EXTRACTED TEXT:
■ ■ ■ ■ ■

Veterans Affairs practices face more criticism

WASHINGTON — The Department of Veterans Affairs has played down instances of poor medical care by describing them as a “harmless error,” even in the face of its own employees’ concerns, according to a federal watchdog agency.


WASHINGTON — The Department of Veterans Affairs has played down instances of poor medical care by describing them as a “harmless error,” even in the face of its own employees’ concerns, according to a federal watchdog agency.

In a letter to President Barack Obama and Congress on Monday, the Office of Special Counsel substantiated a long list of problems at VA medical centers, from high levels of Legionella bacteria at a clinic in Grand Junction, Colo., to a psychiatric patient who waited eight years for his first evaluation after being admitted to a VA mental-health facility in Brockton, Mass.

The OSC, which investigates whistleblower complaints and protects federal employees from retaliation, is reviewing more than 50 complaints from VA workers who alleged that inappropriate practices harmed patient safety or health. The watchdog agency said it has referred 29 of those cases to VA for further investigation.

In its letter, it detailed 10 cases nationwide in which VA and its Office of the Medical Inspector acknowledged treatment issues but refused to acknowledge their impact on veterans.

■ ■ ■ ■ ■

SUPPLIED ENTRIES:
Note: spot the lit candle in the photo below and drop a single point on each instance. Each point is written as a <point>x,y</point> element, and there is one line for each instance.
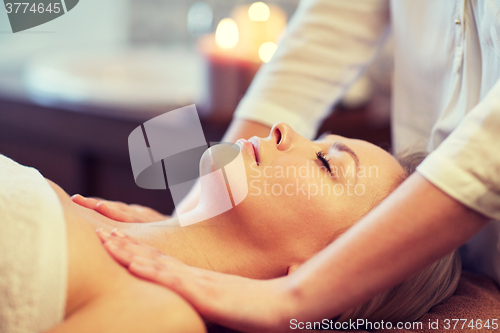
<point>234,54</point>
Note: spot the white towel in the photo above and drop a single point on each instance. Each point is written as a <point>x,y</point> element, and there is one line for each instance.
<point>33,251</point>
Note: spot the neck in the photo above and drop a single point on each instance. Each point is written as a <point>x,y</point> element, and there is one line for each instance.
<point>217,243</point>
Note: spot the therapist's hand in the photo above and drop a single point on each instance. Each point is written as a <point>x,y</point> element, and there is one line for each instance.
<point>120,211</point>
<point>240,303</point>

■ ■ ■ ■ ■

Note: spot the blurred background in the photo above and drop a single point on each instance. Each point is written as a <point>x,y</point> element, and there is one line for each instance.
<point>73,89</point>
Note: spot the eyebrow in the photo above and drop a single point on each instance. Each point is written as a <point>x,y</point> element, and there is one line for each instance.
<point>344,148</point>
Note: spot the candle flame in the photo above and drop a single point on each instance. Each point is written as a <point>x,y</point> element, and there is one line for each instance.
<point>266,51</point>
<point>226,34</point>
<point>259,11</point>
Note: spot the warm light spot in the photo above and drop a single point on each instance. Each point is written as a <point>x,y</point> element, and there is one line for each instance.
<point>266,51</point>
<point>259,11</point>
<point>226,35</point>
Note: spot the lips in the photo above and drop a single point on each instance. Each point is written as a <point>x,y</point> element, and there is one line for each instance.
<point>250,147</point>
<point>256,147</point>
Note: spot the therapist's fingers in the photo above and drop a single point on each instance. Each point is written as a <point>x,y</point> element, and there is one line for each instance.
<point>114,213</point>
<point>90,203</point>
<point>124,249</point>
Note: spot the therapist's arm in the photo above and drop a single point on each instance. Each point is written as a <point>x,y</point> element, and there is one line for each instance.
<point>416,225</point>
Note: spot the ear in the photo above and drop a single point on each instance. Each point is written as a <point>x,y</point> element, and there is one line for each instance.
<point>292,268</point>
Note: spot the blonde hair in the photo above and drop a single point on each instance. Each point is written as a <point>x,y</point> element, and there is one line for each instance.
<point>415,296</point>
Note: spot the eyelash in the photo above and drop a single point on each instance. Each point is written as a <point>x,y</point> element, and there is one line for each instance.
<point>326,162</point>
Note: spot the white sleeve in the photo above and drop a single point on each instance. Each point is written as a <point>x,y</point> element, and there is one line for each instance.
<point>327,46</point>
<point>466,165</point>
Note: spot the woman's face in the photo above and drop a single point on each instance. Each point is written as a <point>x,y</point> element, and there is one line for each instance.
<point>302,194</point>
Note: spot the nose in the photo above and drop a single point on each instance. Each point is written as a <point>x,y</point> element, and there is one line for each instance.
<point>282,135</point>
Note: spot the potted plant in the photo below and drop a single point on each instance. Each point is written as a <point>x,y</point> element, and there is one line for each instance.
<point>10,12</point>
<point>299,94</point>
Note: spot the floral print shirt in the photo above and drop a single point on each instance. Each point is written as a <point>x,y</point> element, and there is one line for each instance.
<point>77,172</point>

■ ■ ■ ■ ■

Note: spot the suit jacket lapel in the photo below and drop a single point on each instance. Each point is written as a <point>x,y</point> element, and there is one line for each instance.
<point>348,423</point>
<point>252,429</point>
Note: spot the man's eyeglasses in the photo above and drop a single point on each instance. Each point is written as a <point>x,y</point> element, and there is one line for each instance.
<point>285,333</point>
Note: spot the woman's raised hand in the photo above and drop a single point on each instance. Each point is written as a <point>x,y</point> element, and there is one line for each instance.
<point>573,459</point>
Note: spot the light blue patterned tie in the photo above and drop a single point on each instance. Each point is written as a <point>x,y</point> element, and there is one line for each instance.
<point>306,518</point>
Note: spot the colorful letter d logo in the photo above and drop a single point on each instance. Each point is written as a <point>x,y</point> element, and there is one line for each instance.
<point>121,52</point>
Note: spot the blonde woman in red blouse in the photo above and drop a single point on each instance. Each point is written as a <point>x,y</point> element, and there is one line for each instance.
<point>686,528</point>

■ ■ ■ ■ ■

EXERCISE GOAL:
Continue the news article about criticism of Veterans Affairs medical care, picking up after its last sentence. The entries come from a different source than the article above.

RESULT BELOW:
“These cases are part of a troubling pattern of deficient patient care at VA facilities nationwide, and the continued resistance by the VA, and [Office of the Medical Inspector] in most cases, to recognize and address the impact on the health and safety of veterans,” U.S. Special Counsel Carolyn Lerner wrote.

Lerner said the harmless-error defense has “prevented the VA from acknowledging the severity of systemic problems and from taking the necessary steps to provide quality care to veterans.” She added that “veterans’ health and safety has been unnecessarily put at risk” because of the issue.

Monday’s letter follows recent revelations about widespread falsification of scheduling records to hide treatment delays at VA medical centers across the country.

The OSC substantiated claims of related scheduling schemes at VA clinics in Jackson, Miss., and Fort Collins, Colo. The watchdog said it is examining reports that VA removed two Fort Collins schedulers from their positions for refusing to “zero out” wait times to cover up delays.

The OSC announced earlier this month that it is investigating allegations of VA retaliation against 37 agency whistleblowers, including some who tried to report actions related to the scheduling scandal.

Much of Monday’s letter focused on the Jackson hospital, where the agency substantiated claims of improper credentialing, unlawful narcotic prescriptions, non-compliant pharmacy equipment used for chemotherapy drugs and unsterile medical devices, among other issues.

“Despite confirming the problems in each of these (and other) patient-care areas, the VA refused to acknowledge any impact on the health and safety of veterans seeking care,” Lerner said, adding that the approach represents a “serious disservice to the veterans who received inadequate patient care.”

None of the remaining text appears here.